WORK ORDER.
Output the entries underneath exactly as they are.

PROVIDED RECORDS.
++++++++++

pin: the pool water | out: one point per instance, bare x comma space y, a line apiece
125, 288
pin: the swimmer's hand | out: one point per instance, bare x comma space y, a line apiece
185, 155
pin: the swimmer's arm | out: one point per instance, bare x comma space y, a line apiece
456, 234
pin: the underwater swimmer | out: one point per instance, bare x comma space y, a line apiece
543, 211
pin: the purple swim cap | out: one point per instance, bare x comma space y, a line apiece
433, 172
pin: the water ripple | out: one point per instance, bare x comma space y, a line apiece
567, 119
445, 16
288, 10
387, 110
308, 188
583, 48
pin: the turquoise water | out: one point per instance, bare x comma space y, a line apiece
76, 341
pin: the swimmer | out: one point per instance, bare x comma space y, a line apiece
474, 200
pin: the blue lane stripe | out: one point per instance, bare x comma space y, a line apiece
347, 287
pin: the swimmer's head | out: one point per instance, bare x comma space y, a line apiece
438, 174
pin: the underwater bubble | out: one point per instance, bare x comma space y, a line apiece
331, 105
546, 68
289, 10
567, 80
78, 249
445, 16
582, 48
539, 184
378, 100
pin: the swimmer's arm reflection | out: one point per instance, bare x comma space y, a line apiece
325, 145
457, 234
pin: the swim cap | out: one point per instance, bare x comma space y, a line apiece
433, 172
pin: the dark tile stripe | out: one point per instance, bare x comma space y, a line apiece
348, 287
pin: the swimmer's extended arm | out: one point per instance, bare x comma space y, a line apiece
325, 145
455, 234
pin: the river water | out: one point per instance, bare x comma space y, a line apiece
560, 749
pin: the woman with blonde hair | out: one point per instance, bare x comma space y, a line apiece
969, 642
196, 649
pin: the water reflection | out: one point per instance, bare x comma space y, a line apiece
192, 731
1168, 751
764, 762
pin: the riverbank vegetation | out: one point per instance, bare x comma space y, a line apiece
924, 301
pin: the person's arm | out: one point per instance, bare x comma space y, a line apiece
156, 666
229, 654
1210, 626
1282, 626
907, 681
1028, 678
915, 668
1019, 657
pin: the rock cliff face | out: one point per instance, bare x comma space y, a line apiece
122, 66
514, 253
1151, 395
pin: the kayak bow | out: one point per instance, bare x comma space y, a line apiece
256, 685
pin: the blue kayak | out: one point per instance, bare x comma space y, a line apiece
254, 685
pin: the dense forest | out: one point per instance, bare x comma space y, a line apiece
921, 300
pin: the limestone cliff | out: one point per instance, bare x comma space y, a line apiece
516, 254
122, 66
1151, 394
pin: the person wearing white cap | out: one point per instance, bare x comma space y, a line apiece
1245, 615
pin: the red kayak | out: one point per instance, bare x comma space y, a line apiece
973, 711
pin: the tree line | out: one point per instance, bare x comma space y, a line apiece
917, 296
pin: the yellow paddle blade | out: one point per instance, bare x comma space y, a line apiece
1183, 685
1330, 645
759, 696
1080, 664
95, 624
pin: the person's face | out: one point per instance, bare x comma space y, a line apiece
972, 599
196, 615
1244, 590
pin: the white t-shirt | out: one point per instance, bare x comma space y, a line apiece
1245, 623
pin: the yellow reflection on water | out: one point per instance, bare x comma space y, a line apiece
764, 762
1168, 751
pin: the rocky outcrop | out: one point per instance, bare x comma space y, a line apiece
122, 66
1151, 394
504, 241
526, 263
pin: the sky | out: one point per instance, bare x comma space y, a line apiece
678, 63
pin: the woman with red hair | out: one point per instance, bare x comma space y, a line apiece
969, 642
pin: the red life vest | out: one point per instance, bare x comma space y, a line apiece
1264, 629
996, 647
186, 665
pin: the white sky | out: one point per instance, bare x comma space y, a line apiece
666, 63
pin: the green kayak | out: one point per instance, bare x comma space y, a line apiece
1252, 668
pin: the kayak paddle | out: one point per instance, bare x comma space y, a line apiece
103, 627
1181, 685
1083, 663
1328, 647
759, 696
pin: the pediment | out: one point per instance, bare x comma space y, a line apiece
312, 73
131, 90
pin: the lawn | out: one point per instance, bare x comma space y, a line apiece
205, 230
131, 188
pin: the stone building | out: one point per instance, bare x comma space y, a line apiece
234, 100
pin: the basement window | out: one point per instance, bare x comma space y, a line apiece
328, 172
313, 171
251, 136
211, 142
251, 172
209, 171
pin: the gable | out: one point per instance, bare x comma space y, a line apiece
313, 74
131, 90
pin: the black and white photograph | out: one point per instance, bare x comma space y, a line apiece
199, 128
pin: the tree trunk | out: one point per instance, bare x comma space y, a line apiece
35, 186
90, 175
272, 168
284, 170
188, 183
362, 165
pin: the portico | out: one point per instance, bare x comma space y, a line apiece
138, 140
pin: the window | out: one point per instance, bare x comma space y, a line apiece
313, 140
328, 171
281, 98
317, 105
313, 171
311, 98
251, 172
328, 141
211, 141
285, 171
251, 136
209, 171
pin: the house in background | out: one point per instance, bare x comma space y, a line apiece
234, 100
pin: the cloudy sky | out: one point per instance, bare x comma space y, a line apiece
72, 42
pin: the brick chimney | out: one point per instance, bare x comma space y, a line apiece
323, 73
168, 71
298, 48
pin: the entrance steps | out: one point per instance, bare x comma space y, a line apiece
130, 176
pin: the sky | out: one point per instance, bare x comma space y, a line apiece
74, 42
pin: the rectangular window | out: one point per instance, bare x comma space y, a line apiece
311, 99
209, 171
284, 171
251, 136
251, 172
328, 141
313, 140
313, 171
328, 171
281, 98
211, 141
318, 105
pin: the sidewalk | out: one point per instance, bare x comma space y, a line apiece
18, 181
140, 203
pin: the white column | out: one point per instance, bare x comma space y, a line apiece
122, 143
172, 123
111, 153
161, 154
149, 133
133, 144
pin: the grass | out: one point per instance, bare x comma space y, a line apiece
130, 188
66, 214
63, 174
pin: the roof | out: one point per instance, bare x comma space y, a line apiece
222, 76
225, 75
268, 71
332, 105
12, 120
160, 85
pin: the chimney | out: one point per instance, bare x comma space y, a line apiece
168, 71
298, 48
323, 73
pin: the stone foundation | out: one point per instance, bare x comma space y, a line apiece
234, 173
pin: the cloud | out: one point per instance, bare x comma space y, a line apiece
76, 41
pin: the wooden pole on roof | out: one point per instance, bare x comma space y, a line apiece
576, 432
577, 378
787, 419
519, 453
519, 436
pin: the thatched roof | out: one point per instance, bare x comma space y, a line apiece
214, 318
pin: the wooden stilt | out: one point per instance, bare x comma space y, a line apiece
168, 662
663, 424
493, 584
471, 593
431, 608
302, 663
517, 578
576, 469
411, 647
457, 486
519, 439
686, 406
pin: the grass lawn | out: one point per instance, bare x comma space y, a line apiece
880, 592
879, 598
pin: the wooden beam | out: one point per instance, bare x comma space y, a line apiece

++++++++++

OUTPUT BELOW.
pin: the pool water | out: one point per instance, bare x comma space y, a line apiece
125, 288
pin: the swimmer's hand | out: one point per instance, bare x comma space y, a line apiece
185, 155
pin: the swimmer's arm | out: one point per instance, bare x comma space y, a line apiece
456, 234
pin: the underwater swimmer | out: one point per instance, bare x comma space y, a line apiece
543, 211
pin: the purple swim cap | out: one point per instance, bare x comma space y, a line apiece
433, 172
pin: the water ripple | out: one point per instance, bare x comma space y, a line apiece
567, 119
445, 16
288, 10
387, 110
308, 188
583, 48
pin: the turquoise water | out: one point per instance, bare x comma space y, a line apiece
76, 341
pin: the swimmer | out: one point per instance, bare x comma space y, a line apiece
474, 200
pin: the blue lane stripe | out: one point per instance, bare x comma space y, a line apiece
347, 287
pin: the swimmer's head | out: one point per instance, bare x comma space y, a line apiece
438, 174
pin: the underwater bubble | out: one point per instance, bare x comma space y, a line apiece
331, 105
546, 68
289, 10
567, 80
78, 249
445, 16
582, 48
539, 184
378, 100
pin: the swimmer's arm reflection | out: one point per instance, bare x comma space y, a line apiece
325, 145
457, 234
pin: the swim cap | out: one point per instance, bare x comma space y, a line apiece
433, 172
pin: the dark tile stripe | out: one point per instance, bare x comma space y, a line apiece
348, 287
pin: the swimmer's extended arm | out: one point per instance, bare x comma space y, a line apiece
325, 145
455, 234
pin: the river water | out: one point per instance, bare x comma space y, a line apiece
560, 749
pin: the woman with blonde hair | out: one point per instance, bare x comma space y, a line apiece
969, 642
196, 649
pin: the water reflection | out: one point per instance, bare x comma space y, a line apiece
192, 731
1168, 751
764, 762
pin: the riverbank vegetation | out: one point per instance, bare x comma space y, a line apiece
924, 301
pin: the person's arm | out: one point per instance, bare x comma space y, a line apiece
156, 666
229, 654
1210, 626
1282, 626
907, 681
1028, 678
915, 668
1019, 657
pin: the rock cliff face | out: one point per instance, bare x comma space y, a line apiece
122, 66
514, 253
1151, 395
pin: the kayak bow | out: one point per instance, bare x comma space y, a line apiece
256, 685
pin: the blue kayak | out: one point per instance, bare x comma space y, a line apiece
254, 685
pin: the dense forest | out: one point per instance, bare x comma space y, a line apiece
921, 300
pin: the limestone cliff | out: one point per instance, bare x comma space y, a line apiece
516, 254
122, 66
1151, 394
pin: the person wearing white cap | out: one point per instance, bare x comma space y, a line apiece
1245, 615
pin: the red kayak | out: one point per instance, bare x comma space y, a line apiece
973, 711
pin: the tree line | out: one point per instance, bare x comma space y, a line apiece
917, 296
pin: the yellow paddle blade | out: one point per instance, bare x comma space y, a line apiece
1183, 685
1330, 645
759, 696
1080, 664
95, 624
pin: the person's face | out: one point per instance, bare x comma space y, a line apiece
972, 599
196, 615
1244, 590
pin: the white t-shirt | out: one point per instance, bare x comma space y, a line apiece
1245, 623
pin: the yellow reflection on water | out: one point per instance, bare x comma space y, a line apiece
764, 762
1168, 751
pin: the rocky outcrop | out: one point per instance, bare x comma space y, a line apiece
122, 66
1151, 394
504, 241
526, 263
pin: the sky | out: one point per instance, bare x comma space y, a line apiece
678, 63
pin: the woman with red hair | out: one point per instance, bare x comma space y, a line apiece
969, 642
pin: the red life vest | out: one point per instance, bare x comma space y, a line apiece
1264, 629
996, 647
186, 665
pin: the white sky | out: one point per instance, bare x comma space y, a line apiece
666, 63
pin: the green kayak | out: one point per instance, bare x comma space y, a line apiece
1252, 668
pin: the kayak paddle | out: one point per instance, bare x comma space y, a line apiece
103, 627
1181, 685
1083, 663
1328, 647
759, 696
pin: the pediment | out: one point per instance, bare x comma space y, a line apiece
312, 73
131, 90
pin: the lawn | out: one point per instance, bare x comma space y, a line apiece
205, 230
131, 188
pin: the stone building | out: one point per instance, bare x comma space y, a line apiece
234, 100
pin: the basement window | out: one point per instance, bare x comma space y, a line apiece
328, 172
313, 171
251, 136
211, 142
251, 172
209, 171
pin: the gable | out: one point per instance, bare x comma space y, a line apiece
313, 74
131, 90
pin: the black and white photograph | out: one point per instance, bare x comma space y, a line apiece
199, 128
pin: the tree trunk | out: one point per instance, bare x comma space y, a line apiece
35, 186
90, 175
272, 168
284, 170
188, 183
362, 165
pin: the portico | out: one point per instance, bare x comma space y, a line apiece
138, 140
pin: the window | out: one point per instance, bare x comma space y, a line apiece
313, 140
328, 171
281, 98
317, 105
313, 171
311, 98
251, 172
328, 141
211, 141
285, 171
251, 136
209, 171
pin: the house in background | out: one point per instance, bare x comma space y, a line apiece
234, 100
pin: the cloudy sky | out: one point per instance, bare x comma space y, a line apiece
72, 42
pin: the brick chimney | out: one point per instance, bare x comma space y, a line apiece
323, 73
168, 71
298, 48
pin: the entrance steps | out: one point per instance, bare x comma space y, a line apiece
130, 176
pin: the sky | out: one point per instance, bare x comma space y, a line apiece
74, 42
pin: the rectangular window | out: one point per instance, bare x comma space y, a line apiece
311, 99
209, 171
284, 171
251, 136
251, 172
328, 141
313, 140
313, 171
328, 171
281, 98
211, 141
318, 105
pin: the sidewalk | out: one point per instance, bare x comma space y, a line apiece
18, 181
140, 203
pin: the white column | out: one point per instance, bare x comma space y, a line apiece
122, 143
172, 123
111, 153
161, 154
149, 133
133, 144
pin: the grass | out: one point per instance, bare x comma space y, a line apiece
130, 188
66, 214
63, 174
pin: the roof | out: one point per instance, bare x comma space y, a line apiece
222, 76
225, 75
268, 71
332, 105
12, 120
160, 85
pin: the chimney | out: one point per instance, bare x comma space y, a line apiece
168, 71
298, 48
323, 73
pin: the stone foundation | out: one point per instance, bare x comma space y, a line apiece
234, 173
pin: the cloud | out: one point per instance, bare x comma space y, a line apiece
76, 41
pin: the wooden pole on roof | out: one point per instance, bare x comma space y, a line apiece
576, 432
577, 378
787, 419
519, 453
519, 436
pin: the thatched roof | out: one point per instance, bare x comma space y, a line apiece
214, 318
pin: the wooden stilt | out: one point per instance, bare x comma space y, a line apiece
168, 662
663, 424
493, 584
471, 593
431, 608
302, 663
517, 578
576, 469
411, 647
457, 486
519, 439
686, 406
pin: the grass lawn | out: one point per instance, bare x comma space y, a line apiece
880, 592
879, 598
pin: the wooden beam | out: one point per instance, bare x comma space y, a line apiece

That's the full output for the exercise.